### TEXT SECTION
Copyright © 2008 Cell Press. All rights reserved.
Immunity, Vol 28, 468-476, 11 April 2008

Review

Contextual Regulation of Inflammation: A Duet by Transforming Growth Factor-β and Interleukin-10

Ming O. Li1, and Richard A. Flavell2,3,∗∗

1 Immunology Program, Memorial Sloan-Kettering Cancer Center, New York, NY 10065, USA
2 Department of Immunobiology, Yale University School of Medicine, New Haven, CT 06520, USA
3 Howard Hughes Medical Institute, Yale University School of Medicine, New Haven, CT 06520, USA

∗Corresponding author
Ming O. Li
lim@mskcc.org

∗∗Corresponding author
Richard A. Flavell
richard.flavell@yale.edu


Summary


Transforming growth factor-β (TGF-β) and interleukin-10 (IL-10) are regulatory cytokines with pleiotropic roles in the immune system. The prominent function of TGF-β is to maintain T cell tolerance to self or innocuous environmental antigens via its direct effects on the differentiation and homeostasis of effector and regulatory T cells. A critical route for the regulation of T cells by TGF-β is via activation of a T cell-produced latent form of TGF-β1 by dendritic cell-expressed avβ8 integrin. IL-10 operates primarily as a feedback inhibitor of exuberant T cell responses to microbial antigens. T cells are also the principal producers of IL-10, the expression of which is regulated by IL-27, IL-6, and TGF-β. The collective activity of TGF-β and IL-10 ensures a controlled inflammatory response specifically targeting pathogens without evoking excessive immunopathology to self-tissues.

### REQUIRED ACTIONS
1) Summarize the review summary in two sentences.
2) Answer these questions using the review summary:
(a) What activates the T cell-produced latent form of TGF-β1, and which cells express it?
(b) Which cells are the principal producers of IL-10?
(c) Which cytokines regulate IL-10 expression?
3) Reproduce the review summary word for word, starting with "Transforming growth factor-β (TGF-β)" and going on through "immunopathology to self-tissues.".

### LISTED ENTRIES
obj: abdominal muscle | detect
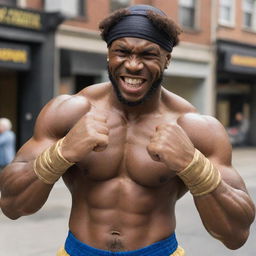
[66,174,177,252]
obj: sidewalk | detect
[0,148,256,256]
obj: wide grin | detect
[123,77,144,88]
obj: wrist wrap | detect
[34,138,74,184]
[177,149,221,196]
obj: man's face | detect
[108,37,170,106]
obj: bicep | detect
[180,114,246,191]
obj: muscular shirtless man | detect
[0,6,255,256]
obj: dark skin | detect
[0,38,255,251]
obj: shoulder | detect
[34,94,91,138]
[162,88,197,114]
[34,83,108,138]
[177,113,232,165]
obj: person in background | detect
[0,118,15,171]
[228,112,249,146]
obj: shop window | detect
[243,0,256,30]
[0,0,17,6]
[110,0,131,12]
[179,0,196,29]
[219,0,235,26]
[45,0,86,18]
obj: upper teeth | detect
[124,77,143,84]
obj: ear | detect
[164,53,172,69]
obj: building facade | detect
[0,1,63,147]
[216,0,256,145]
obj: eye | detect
[114,49,129,56]
[142,52,158,58]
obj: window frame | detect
[43,0,87,20]
[218,0,236,27]
[178,0,200,31]
[109,0,132,12]
[242,0,256,32]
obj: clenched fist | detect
[61,108,109,163]
[147,123,195,172]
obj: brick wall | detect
[217,0,256,45]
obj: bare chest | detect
[77,115,174,187]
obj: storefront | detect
[164,42,215,115]
[217,41,256,145]
[0,5,63,148]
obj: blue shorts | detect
[65,232,178,256]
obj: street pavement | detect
[0,148,256,256]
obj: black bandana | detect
[106,5,173,52]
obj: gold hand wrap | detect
[34,138,74,184]
[177,149,221,196]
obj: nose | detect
[124,57,144,73]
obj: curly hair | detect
[99,8,182,47]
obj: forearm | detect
[0,162,53,219]
[178,150,255,249]
[194,181,255,249]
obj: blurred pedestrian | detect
[0,118,15,171]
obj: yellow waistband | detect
[56,246,185,256]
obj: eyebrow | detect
[116,43,160,53]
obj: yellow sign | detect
[231,54,256,68]
[0,7,42,30]
[0,48,28,64]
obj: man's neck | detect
[110,87,162,120]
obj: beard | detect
[108,67,163,107]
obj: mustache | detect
[107,66,163,107]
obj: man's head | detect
[99,5,181,106]
[0,118,12,133]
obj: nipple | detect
[111,230,121,236]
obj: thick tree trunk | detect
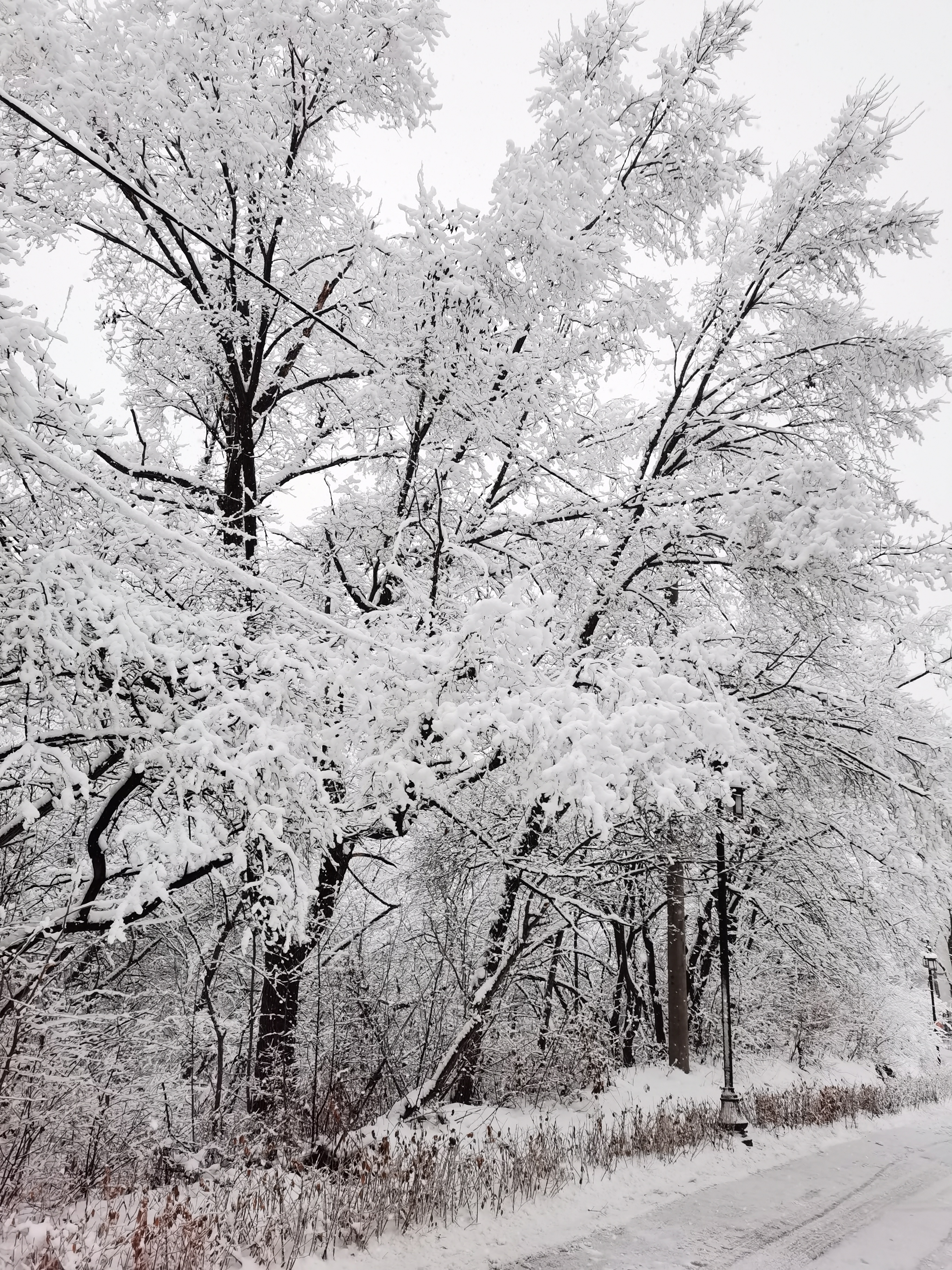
[253,842,350,1111]
[666,860,691,1072]
[221,406,258,560]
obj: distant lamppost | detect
[717,789,748,1134]
[923,952,939,1022]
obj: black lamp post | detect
[923,952,939,1022]
[717,789,748,1134]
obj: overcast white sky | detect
[11,0,952,522]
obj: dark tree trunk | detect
[665,860,691,1072]
[538,927,565,1054]
[221,405,258,560]
[254,842,350,1111]
[641,922,664,1045]
[451,799,547,1102]
[609,921,645,1067]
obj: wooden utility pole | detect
[665,860,691,1072]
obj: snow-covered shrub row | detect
[0,0,951,1224]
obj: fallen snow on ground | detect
[332,1062,952,1270]
[362,1059,920,1140]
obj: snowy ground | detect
[363,1059,904,1139]
[340,1069,952,1270]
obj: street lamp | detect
[923,952,939,1022]
[717,789,748,1134]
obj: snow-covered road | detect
[515,1115,952,1270]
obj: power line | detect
[0,89,377,362]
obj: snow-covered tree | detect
[0,0,948,1199]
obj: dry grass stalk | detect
[4,1078,950,1270]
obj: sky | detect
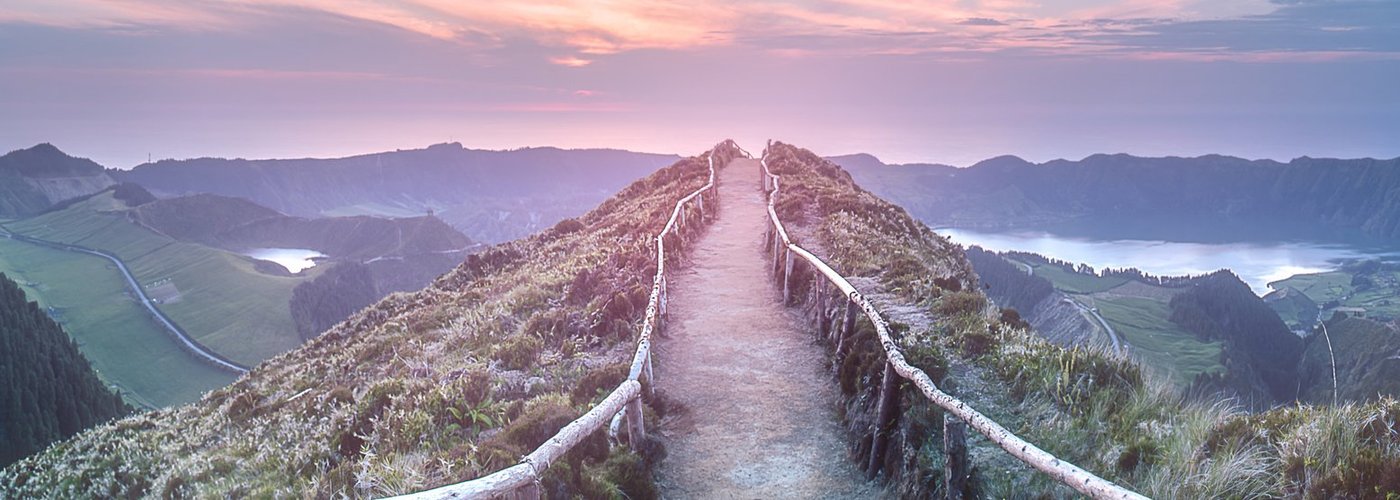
[0,0,1400,168]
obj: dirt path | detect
[655,160,881,499]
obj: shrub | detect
[496,335,545,370]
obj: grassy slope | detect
[1093,297,1225,388]
[1009,254,1225,388]
[0,238,234,408]
[0,142,736,499]
[770,144,1400,499]
[1270,270,1400,319]
[7,193,308,366]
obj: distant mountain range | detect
[0,143,116,218]
[832,154,1400,239]
[109,143,679,242]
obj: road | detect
[0,225,248,375]
[1064,297,1123,353]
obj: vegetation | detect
[769,144,1400,499]
[116,143,679,242]
[291,262,379,339]
[0,144,113,217]
[0,273,132,466]
[843,154,1400,239]
[6,192,315,366]
[0,232,234,408]
[0,142,738,499]
[1170,270,1303,401]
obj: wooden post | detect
[783,249,792,307]
[836,300,855,364]
[645,354,657,398]
[944,413,972,500]
[626,395,647,452]
[865,363,899,479]
[512,483,540,500]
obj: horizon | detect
[10,139,1400,171]
[0,0,1400,168]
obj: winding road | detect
[0,225,248,375]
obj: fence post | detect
[836,300,855,364]
[783,248,792,307]
[944,413,972,500]
[865,361,899,479]
[511,483,540,500]
[624,398,647,452]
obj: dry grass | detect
[0,139,738,497]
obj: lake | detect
[244,248,326,273]
[937,228,1400,296]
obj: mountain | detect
[0,142,739,497]
[1301,312,1400,405]
[0,273,132,466]
[833,154,1400,239]
[120,143,678,242]
[0,143,116,218]
[132,195,472,259]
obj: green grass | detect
[1268,270,1351,304]
[1011,259,1128,294]
[7,190,312,366]
[0,238,234,408]
[1095,297,1225,388]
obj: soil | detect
[654,158,882,499]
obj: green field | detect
[1270,269,1400,321]
[1093,297,1225,387]
[6,193,314,366]
[1008,259,1128,294]
[1268,270,1351,304]
[0,238,234,408]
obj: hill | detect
[113,143,678,242]
[0,142,738,497]
[0,144,116,218]
[836,154,1400,241]
[132,195,472,259]
[0,273,132,466]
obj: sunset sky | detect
[0,0,1400,168]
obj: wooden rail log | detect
[760,150,1147,499]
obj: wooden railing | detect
[398,140,742,500]
[759,142,1147,499]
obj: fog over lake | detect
[937,228,1400,296]
[244,248,326,273]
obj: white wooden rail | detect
[383,140,742,500]
[760,142,1147,499]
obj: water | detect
[938,228,1400,296]
[244,248,326,273]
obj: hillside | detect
[836,154,1400,239]
[0,142,738,497]
[0,144,116,218]
[132,195,472,259]
[1299,312,1400,405]
[770,143,1400,499]
[0,273,132,468]
[113,143,678,242]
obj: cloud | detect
[958,17,1007,27]
[0,0,1400,67]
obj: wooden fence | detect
[759,148,1147,499]
[398,140,742,500]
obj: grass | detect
[1093,297,1225,388]
[1011,259,1128,294]
[0,146,738,499]
[7,193,315,366]
[0,238,234,408]
[1268,270,1351,304]
[770,144,1400,499]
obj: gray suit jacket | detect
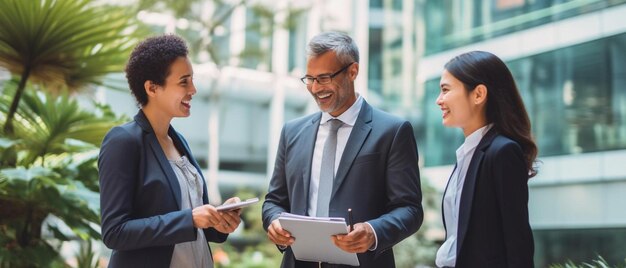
[263,102,423,267]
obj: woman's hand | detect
[213,197,241,234]
[191,205,224,229]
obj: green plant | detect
[0,0,135,135]
[393,178,441,268]
[0,85,123,267]
[550,256,626,268]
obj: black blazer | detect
[98,110,227,268]
[442,129,534,268]
[263,101,423,268]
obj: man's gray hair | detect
[307,32,359,65]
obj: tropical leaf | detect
[0,86,120,165]
[0,0,137,89]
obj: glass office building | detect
[415,0,626,267]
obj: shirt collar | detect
[456,124,493,159]
[320,93,363,126]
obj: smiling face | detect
[306,51,359,117]
[437,70,487,136]
[148,57,196,118]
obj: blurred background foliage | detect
[0,0,136,267]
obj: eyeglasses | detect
[300,62,354,86]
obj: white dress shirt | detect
[307,93,378,250]
[435,124,492,267]
[308,95,363,216]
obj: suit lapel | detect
[456,128,496,256]
[330,100,372,200]
[292,113,322,215]
[135,110,181,209]
[441,164,458,237]
[168,126,209,204]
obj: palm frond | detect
[0,0,138,89]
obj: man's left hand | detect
[332,223,376,253]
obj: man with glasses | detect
[263,32,423,267]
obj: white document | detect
[215,197,259,211]
[278,213,359,266]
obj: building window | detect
[418,34,626,166]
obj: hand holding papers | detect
[215,197,259,211]
[278,213,359,266]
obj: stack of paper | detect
[278,213,359,266]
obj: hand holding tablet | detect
[215,197,259,211]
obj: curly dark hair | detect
[126,34,189,106]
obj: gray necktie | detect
[316,119,343,217]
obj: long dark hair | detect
[445,51,537,177]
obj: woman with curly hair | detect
[98,35,240,267]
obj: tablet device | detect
[215,197,259,211]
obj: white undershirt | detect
[435,124,492,267]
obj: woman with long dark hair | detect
[436,51,537,268]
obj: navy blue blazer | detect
[98,110,227,267]
[263,101,423,267]
[442,129,534,268]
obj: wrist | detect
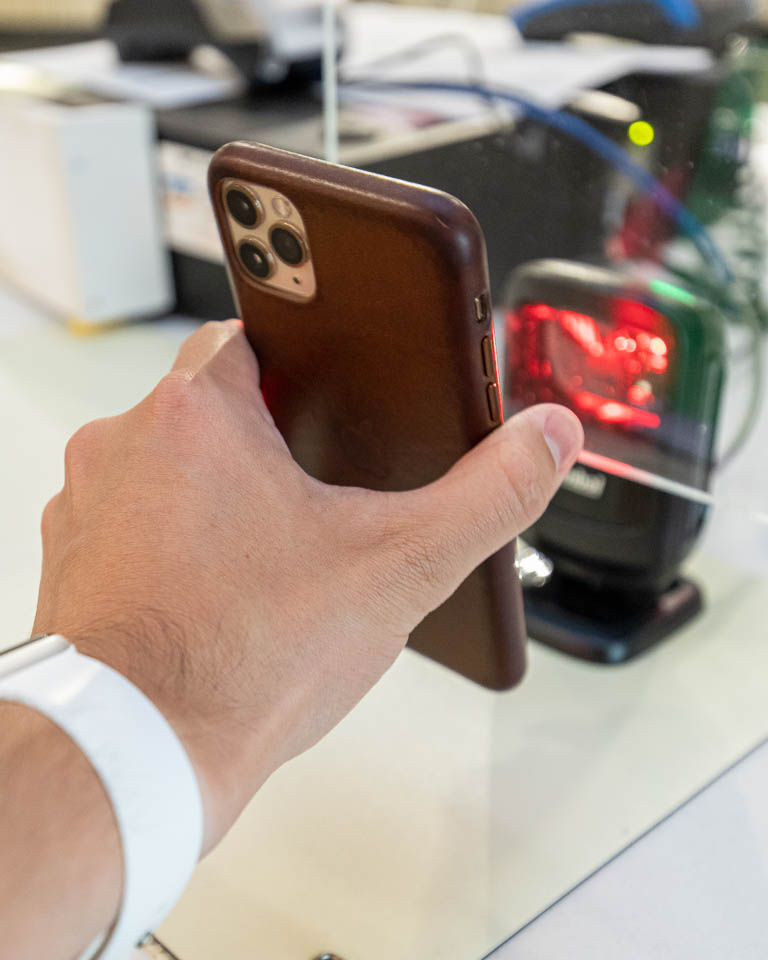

### RESULTS FOR EACH TASK
1) TGF-β and IL-10 are regulatory cytokines with pleiotropic roles in the immune system: TGF-β chiefly maintains T cell tolerance to self or innocuous environmental antigens, while IL-10 acts primarily as a feedback inhibitor of exuberant T cell responses to microbial antigens. Together, they ensure a controlled inflammatory response that targets pathogens without evoking excessive immunopathology to self-tissues.

2)
(a) The avβ8 integrin, expressed by dendritic cells.
(b) T cells.
(c) IL-27, IL-6, and TGF-β.

3)
Transforming growth factor-β (TGF-β) and interleukin-10 (IL-10) are regulatory cytokines with pleiotropic roles in the immune system. The prominent function of TGF-β is to maintain T cell tolerance to self or innocuous environmental antigens via its direct effects on the differentiation and homeostasis of effector and regulatory T cells. A critical route for the regulation of T cells by TGF-β is via activation of a T cell-produced latent form of TGF-β1 by dendritic cell-expressed avβ8 integrin. IL-10 operates primarily as a feedback inhibitor of exuberant T cell responses to microbial antigens. T cells are also the principal producers of IL-10, the expression of which is regulated by IL-27, IL-6, and TGF-β. The collective activity of TGF-β and IL-10 ensures a controlled inflammatory response specifically targeting pathogens without evoking excessive immunopathology to self-tissues.